__INSTRUCTIONS__:
1 – In the story about Nobby and the kebab lunch break, quote the text from "It appears that" up to and including "bit too much.".
2 – In the story about Nobby and the kebab lunch break, list every name or title the speakers in the dialogue use to address another person directly.

As this search takes place an associate walks by and says to our friend, “Hey Nobby, I’ll be at the Rex at 4pm to get on, you gunna be there?”
“Friend of yours Nobby?”
“Don’t even know the bloke. Yeah, see ya Fitzy. Like I said boss, I’m clean.” Just then some small balloons filled with powder fall out of one the pockets attached to his sweat soaked ski parka.
“So, I suppose you are going to tell me you are a balloon clown on your way to a street performance?”
“How did you guess boss?”
I won’t bore you with the rest of the story, but I can guarantee you did not see this gentleman adorn the celebrity pages of one of ninemsn with the headline, “Heroin to Helium. How filling balloons saved my life.”
It appears that these days, addictions and rehab sleep- overs are all the rage and help to make you famous. Rising above adversity is noble and full of merit, however, I just hope that the easily influenced generations these ‘drugs to fame’ stories are aimed at realise that glamour and perceived wealth is not a natural bi-product of stupidity.
My eight minutes disappeared very quickly, as did my kebab. Our ‘would be’ famous actor maintained his remorseful yet seductive smile as I closed the pages. The thing that I’m miffed about is that his fifteen minutes of fame was longer than my lunch break. Happily I was soon back to showing owners how to sell their own home. Hey, maybe there is a Kebab Rehab?! I do love them a bit too much.

__EXCERPTED RECORDS__:
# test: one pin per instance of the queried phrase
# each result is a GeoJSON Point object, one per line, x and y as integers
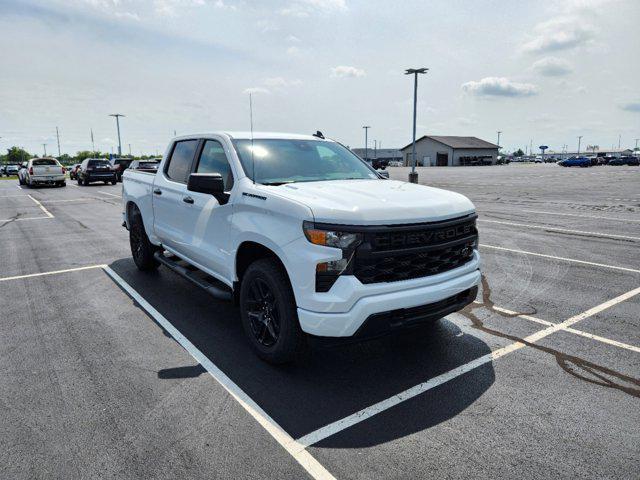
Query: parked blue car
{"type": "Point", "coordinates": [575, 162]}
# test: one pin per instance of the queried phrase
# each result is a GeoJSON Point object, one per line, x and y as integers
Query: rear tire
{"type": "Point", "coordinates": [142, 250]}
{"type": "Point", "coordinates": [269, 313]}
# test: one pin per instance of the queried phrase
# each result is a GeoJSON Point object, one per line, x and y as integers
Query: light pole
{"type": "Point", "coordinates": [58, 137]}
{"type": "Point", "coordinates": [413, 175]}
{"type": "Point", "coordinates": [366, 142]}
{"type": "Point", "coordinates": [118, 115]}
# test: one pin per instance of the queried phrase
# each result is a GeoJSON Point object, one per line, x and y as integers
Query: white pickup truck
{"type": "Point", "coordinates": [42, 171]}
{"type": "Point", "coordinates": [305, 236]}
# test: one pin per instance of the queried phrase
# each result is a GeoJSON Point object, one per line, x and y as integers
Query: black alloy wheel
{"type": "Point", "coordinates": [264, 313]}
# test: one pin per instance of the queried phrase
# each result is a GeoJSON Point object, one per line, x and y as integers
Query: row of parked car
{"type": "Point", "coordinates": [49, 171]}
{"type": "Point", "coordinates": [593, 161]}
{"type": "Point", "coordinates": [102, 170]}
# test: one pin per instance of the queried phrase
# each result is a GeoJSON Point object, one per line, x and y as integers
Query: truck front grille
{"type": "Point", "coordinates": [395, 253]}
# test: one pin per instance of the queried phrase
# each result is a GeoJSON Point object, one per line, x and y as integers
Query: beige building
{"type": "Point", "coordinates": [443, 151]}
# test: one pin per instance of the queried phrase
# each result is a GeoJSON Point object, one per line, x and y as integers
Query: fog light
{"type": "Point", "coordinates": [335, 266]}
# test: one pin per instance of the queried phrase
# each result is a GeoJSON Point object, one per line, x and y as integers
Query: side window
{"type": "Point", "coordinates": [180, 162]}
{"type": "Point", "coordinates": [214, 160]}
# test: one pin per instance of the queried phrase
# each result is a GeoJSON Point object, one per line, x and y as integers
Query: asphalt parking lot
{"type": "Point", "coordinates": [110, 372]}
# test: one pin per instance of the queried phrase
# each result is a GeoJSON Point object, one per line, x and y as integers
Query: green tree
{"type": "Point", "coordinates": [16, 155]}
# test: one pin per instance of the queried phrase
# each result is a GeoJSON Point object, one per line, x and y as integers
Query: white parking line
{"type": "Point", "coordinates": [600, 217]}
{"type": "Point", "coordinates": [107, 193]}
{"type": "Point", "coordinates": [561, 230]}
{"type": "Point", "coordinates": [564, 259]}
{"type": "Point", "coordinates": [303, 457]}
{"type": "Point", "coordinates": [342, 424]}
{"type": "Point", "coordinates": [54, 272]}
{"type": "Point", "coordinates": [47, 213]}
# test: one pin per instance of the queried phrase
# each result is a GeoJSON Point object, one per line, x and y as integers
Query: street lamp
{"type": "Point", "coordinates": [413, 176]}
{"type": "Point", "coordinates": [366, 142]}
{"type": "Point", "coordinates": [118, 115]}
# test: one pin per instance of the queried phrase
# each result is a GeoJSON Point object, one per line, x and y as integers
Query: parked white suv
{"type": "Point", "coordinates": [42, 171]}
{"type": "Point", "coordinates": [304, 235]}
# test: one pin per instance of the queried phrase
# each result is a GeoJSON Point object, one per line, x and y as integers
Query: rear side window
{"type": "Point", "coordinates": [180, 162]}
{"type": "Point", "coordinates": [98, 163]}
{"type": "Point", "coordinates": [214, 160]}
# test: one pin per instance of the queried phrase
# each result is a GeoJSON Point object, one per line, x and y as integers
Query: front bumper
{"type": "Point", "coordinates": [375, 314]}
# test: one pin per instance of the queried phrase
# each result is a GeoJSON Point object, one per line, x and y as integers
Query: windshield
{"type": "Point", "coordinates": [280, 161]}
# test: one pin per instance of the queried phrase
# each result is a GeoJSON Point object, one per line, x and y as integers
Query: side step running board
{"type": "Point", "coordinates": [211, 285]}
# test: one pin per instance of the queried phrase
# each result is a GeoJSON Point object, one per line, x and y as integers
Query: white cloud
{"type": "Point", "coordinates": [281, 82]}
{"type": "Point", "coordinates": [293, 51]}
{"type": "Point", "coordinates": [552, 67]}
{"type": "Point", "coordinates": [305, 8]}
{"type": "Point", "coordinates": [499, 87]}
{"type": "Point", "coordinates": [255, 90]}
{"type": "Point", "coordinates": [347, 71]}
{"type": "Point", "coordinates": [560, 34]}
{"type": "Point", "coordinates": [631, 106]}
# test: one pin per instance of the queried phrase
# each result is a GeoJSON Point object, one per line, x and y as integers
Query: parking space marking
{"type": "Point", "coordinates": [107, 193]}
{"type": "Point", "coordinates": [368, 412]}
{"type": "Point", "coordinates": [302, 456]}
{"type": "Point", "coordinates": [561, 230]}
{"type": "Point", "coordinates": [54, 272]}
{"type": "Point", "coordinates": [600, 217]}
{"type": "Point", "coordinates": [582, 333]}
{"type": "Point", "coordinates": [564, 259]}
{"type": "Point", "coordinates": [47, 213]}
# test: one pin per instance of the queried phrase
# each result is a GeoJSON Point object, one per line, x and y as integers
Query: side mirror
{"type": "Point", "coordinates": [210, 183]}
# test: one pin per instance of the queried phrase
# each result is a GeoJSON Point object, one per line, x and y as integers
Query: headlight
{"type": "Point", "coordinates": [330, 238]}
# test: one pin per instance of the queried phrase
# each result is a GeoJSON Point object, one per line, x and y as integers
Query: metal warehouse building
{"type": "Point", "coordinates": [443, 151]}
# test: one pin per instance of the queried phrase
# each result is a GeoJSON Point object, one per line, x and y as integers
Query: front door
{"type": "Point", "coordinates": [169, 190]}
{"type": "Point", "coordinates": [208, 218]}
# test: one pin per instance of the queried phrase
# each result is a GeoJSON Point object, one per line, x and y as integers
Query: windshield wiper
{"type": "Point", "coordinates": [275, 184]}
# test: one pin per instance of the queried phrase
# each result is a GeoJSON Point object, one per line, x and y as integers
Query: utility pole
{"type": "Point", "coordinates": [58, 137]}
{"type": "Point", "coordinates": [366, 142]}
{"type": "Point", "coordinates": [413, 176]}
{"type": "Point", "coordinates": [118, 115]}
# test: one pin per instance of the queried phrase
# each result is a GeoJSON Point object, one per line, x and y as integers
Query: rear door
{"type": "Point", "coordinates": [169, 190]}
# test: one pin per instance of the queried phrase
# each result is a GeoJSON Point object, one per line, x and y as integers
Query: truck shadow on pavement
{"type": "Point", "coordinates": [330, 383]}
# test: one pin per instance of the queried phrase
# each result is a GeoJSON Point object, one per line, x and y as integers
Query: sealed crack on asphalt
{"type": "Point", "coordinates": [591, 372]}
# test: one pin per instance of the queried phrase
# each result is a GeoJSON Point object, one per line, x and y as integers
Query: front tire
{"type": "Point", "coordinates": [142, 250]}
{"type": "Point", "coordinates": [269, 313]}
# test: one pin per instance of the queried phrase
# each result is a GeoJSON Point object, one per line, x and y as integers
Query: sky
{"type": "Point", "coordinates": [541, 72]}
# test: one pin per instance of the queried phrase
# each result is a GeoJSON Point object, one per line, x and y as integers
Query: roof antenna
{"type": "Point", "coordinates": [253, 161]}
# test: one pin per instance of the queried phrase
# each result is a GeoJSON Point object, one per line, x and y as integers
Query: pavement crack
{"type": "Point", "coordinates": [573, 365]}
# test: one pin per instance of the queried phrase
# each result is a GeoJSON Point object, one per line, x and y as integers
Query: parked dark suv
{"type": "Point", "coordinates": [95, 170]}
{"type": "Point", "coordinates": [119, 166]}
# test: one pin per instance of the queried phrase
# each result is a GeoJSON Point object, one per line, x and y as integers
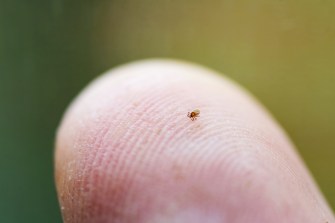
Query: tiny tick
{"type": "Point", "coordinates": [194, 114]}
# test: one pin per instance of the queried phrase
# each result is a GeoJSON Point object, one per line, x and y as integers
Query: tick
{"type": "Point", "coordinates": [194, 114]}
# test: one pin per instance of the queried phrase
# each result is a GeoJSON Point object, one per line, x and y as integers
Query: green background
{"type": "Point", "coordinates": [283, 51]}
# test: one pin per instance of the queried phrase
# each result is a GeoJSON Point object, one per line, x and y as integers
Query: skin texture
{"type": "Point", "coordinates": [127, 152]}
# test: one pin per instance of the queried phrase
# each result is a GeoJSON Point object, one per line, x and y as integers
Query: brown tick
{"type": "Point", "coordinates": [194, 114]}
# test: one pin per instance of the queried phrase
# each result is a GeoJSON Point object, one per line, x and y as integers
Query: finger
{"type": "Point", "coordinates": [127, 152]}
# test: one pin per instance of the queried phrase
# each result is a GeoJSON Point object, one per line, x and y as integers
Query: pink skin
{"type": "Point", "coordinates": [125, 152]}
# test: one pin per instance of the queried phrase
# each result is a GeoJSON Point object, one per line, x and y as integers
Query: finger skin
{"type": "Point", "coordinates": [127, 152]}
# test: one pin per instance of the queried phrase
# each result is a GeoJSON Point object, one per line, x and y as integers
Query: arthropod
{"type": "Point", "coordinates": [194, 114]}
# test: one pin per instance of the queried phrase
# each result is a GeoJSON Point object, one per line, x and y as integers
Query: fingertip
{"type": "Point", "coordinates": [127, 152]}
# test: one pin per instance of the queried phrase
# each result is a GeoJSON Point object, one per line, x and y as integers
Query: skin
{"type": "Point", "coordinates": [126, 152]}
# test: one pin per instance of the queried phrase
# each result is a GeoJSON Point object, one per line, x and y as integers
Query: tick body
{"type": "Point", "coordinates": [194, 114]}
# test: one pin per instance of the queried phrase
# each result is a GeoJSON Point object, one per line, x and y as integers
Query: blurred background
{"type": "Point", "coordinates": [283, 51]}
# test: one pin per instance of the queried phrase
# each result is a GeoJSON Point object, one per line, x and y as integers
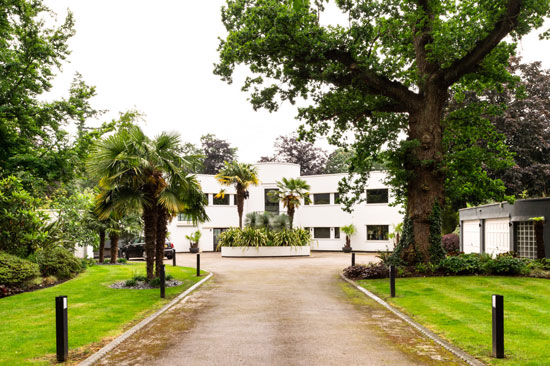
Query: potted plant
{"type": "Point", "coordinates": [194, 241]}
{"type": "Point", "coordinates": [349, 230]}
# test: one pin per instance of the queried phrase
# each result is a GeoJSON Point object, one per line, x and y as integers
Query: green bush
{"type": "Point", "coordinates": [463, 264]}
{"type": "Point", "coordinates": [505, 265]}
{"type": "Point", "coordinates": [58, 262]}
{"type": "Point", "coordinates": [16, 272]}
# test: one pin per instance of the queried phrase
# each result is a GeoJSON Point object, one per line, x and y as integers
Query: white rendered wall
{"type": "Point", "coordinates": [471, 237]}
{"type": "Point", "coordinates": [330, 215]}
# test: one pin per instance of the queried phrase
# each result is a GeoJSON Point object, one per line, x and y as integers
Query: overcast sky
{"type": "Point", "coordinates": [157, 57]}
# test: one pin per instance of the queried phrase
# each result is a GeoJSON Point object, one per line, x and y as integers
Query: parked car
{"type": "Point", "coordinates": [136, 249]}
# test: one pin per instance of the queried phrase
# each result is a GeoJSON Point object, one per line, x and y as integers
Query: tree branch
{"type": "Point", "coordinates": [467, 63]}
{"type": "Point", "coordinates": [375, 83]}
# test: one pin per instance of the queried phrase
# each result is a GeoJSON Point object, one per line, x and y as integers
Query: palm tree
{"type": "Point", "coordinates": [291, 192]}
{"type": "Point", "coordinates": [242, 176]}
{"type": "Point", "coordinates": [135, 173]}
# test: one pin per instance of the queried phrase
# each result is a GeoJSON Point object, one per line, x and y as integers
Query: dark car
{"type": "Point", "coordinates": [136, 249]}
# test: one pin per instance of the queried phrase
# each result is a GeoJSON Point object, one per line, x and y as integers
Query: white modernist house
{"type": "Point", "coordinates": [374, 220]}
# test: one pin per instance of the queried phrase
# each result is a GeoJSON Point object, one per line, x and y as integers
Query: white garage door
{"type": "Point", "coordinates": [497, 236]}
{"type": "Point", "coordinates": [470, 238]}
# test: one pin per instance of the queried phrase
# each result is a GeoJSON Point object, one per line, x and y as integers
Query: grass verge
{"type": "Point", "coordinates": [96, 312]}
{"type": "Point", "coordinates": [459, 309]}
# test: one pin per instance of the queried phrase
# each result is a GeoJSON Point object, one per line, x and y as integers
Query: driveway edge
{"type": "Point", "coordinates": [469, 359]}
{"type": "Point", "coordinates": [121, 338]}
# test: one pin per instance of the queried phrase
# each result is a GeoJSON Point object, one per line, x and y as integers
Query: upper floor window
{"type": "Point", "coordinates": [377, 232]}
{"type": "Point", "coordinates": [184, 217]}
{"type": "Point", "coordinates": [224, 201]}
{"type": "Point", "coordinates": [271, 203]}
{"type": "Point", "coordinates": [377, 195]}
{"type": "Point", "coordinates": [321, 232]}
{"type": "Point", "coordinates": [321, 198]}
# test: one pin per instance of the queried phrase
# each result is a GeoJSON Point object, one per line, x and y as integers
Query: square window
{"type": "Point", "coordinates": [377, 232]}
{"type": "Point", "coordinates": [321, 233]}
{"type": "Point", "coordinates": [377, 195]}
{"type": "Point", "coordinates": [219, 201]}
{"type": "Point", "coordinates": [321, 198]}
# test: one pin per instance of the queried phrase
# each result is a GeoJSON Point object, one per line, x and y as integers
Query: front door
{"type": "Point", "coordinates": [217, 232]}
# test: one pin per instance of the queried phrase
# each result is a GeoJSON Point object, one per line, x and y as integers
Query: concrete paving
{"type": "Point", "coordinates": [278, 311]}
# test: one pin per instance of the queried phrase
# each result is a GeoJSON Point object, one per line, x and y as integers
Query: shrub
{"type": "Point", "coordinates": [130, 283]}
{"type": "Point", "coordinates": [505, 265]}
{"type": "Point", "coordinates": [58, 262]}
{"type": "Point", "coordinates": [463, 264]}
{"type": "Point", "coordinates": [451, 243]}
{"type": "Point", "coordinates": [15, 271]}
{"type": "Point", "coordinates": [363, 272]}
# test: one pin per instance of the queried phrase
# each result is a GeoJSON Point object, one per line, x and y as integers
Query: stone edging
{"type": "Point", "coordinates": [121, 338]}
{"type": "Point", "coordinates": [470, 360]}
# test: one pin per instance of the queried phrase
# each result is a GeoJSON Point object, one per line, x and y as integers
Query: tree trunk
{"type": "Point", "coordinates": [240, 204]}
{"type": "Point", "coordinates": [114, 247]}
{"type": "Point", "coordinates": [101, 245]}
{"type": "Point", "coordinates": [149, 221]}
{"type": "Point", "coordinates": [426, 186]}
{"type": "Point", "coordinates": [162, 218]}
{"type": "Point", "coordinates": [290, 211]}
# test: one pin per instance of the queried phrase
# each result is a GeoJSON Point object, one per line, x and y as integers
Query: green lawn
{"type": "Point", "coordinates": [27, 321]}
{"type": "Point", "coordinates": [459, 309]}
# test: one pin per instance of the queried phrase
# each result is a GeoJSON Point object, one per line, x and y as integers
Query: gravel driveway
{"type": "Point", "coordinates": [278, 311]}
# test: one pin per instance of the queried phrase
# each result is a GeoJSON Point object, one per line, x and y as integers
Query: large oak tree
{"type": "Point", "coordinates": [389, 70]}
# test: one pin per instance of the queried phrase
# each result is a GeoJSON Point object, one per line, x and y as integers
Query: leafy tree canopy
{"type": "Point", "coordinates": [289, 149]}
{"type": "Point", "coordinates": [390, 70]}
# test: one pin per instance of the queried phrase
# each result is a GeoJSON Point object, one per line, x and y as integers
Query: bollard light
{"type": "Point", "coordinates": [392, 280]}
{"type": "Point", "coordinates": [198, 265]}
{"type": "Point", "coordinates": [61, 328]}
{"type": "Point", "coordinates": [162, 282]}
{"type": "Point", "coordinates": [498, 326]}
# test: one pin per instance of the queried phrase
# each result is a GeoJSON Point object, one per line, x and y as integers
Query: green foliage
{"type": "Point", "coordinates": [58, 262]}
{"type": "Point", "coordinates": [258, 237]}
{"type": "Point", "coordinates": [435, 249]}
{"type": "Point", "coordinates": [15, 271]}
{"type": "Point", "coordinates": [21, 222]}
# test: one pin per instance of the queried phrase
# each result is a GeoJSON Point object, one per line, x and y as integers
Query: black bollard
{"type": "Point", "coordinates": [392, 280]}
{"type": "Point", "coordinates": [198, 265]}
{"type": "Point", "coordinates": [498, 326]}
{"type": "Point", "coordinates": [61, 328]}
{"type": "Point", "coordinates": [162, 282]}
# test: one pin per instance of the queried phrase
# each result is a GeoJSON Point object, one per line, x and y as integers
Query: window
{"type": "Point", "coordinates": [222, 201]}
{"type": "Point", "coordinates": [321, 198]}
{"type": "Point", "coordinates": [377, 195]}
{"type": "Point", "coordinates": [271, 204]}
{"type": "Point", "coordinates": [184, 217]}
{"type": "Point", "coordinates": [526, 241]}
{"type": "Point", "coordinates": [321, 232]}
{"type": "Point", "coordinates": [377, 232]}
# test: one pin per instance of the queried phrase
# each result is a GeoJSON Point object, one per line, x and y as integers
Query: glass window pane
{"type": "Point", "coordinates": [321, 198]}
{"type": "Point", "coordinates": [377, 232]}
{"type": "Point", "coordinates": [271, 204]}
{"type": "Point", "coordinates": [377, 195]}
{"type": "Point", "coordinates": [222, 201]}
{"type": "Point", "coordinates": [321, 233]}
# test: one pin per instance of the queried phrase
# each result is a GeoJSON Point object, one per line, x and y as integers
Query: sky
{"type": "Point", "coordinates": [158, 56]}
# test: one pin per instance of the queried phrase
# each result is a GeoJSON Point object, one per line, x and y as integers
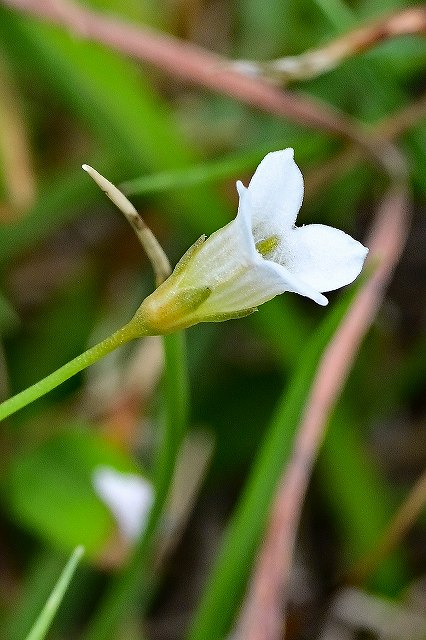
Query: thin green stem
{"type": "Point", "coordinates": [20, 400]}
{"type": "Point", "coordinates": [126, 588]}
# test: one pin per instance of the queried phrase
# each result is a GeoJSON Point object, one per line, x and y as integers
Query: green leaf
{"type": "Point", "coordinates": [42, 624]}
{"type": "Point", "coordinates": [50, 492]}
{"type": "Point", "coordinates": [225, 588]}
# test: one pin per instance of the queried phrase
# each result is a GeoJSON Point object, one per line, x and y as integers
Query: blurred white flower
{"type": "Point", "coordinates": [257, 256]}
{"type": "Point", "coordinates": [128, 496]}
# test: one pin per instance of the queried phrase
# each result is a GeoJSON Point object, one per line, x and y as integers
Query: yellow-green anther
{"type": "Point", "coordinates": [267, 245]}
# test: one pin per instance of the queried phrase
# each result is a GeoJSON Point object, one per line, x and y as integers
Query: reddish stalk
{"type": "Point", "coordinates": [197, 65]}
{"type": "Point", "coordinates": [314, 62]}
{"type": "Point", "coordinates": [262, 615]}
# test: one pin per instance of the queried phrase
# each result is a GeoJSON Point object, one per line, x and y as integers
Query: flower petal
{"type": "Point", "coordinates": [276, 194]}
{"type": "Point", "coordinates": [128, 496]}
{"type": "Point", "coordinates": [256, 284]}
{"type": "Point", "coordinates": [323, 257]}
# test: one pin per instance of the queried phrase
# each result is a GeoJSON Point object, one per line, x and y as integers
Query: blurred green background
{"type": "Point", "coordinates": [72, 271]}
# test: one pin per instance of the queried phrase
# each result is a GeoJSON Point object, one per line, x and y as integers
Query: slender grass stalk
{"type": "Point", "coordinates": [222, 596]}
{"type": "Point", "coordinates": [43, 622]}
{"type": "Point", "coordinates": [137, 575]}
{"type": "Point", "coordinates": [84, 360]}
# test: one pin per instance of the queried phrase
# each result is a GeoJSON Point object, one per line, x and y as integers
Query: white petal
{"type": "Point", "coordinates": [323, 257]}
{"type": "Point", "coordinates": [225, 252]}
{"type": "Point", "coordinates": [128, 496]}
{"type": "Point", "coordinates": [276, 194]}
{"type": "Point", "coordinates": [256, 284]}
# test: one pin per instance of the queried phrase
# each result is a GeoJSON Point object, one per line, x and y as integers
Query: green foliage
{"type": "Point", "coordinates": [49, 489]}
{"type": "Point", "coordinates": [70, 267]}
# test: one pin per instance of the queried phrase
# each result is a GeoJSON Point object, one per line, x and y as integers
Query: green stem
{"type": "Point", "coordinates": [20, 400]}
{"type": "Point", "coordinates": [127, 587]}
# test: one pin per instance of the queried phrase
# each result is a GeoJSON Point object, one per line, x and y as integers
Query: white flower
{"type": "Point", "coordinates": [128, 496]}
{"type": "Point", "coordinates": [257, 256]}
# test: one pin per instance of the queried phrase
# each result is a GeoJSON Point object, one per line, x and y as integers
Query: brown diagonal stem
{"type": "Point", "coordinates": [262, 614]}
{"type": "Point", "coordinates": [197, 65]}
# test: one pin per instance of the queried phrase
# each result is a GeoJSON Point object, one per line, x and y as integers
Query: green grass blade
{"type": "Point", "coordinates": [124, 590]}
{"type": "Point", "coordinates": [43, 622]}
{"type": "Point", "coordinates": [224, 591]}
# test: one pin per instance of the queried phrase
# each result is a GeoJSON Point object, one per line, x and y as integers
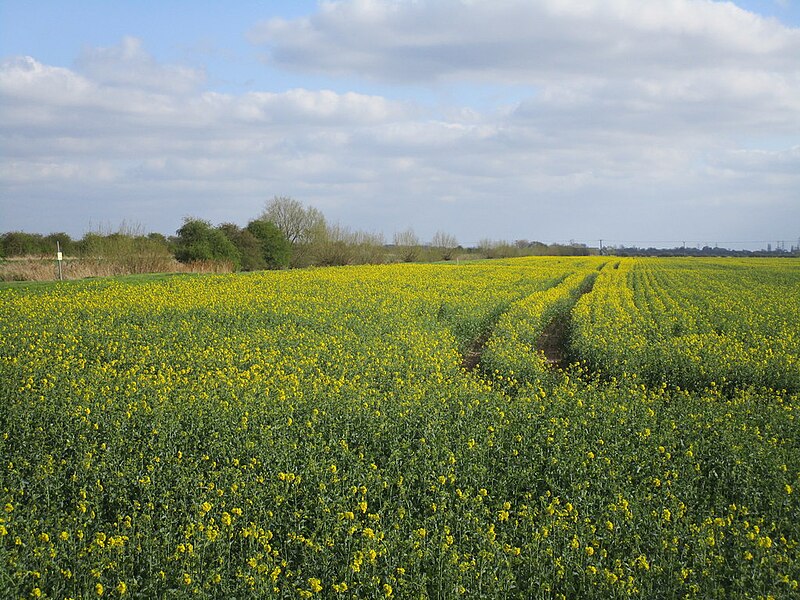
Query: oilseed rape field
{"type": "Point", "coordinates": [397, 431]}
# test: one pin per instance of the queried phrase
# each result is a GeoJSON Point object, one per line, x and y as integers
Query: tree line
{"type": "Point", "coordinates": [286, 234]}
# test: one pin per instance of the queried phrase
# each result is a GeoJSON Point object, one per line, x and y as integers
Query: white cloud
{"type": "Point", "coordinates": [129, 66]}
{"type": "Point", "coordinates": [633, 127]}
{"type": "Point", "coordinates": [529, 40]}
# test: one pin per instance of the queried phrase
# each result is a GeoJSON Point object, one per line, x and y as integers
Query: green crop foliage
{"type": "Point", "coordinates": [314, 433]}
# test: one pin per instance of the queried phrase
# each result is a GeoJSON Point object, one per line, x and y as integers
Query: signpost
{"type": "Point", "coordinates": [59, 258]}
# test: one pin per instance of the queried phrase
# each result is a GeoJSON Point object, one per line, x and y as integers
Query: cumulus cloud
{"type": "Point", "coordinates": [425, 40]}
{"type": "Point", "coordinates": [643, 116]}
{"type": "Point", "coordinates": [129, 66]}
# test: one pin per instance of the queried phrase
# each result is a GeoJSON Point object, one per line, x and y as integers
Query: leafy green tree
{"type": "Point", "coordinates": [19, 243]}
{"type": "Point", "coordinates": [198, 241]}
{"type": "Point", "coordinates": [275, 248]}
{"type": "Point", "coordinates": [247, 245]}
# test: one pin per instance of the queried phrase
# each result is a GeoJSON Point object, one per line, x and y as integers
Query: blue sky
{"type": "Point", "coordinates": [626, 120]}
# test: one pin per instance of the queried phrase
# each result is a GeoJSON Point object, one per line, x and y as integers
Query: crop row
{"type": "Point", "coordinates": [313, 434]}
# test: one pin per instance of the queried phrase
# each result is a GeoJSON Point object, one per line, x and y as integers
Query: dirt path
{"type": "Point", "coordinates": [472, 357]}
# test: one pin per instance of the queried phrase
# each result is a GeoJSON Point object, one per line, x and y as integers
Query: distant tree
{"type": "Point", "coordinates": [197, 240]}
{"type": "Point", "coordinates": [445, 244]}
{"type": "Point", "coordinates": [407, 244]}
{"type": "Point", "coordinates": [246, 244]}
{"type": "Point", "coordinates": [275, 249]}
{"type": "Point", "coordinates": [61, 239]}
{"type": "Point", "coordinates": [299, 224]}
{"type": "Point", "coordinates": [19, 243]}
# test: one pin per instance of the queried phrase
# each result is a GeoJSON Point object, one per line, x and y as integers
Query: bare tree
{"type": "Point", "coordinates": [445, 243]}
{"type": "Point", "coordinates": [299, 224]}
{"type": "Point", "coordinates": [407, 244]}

__TASK-BY-TASK SOLUTIONS__:
1 –
It appears that these days, addictions and rehab sleep- overs are all the rage and help to make you famous. Rising above adversity is noble and full of merit, however, I just hope that the easily influenced generations these ‘drugs to fame’ stories are aimed at realise that glamour and perceived wealth is not a natural bi-product of stupidity.
My eight minutes disappeared very quickly, as did my kebab. Our ‘would be’ famous actor maintained his remorseful yet seductive smile as I closed the pages. The thing that I’m miffed about is that his fifteen minutes of fame was longer than my lunch break. Happily I was soon back to showing owners how to sell their own home. Hey, maybe there is a Kebab Rehab?! I do love them a bit too much.

2 –
Nobby
Fitzy
boss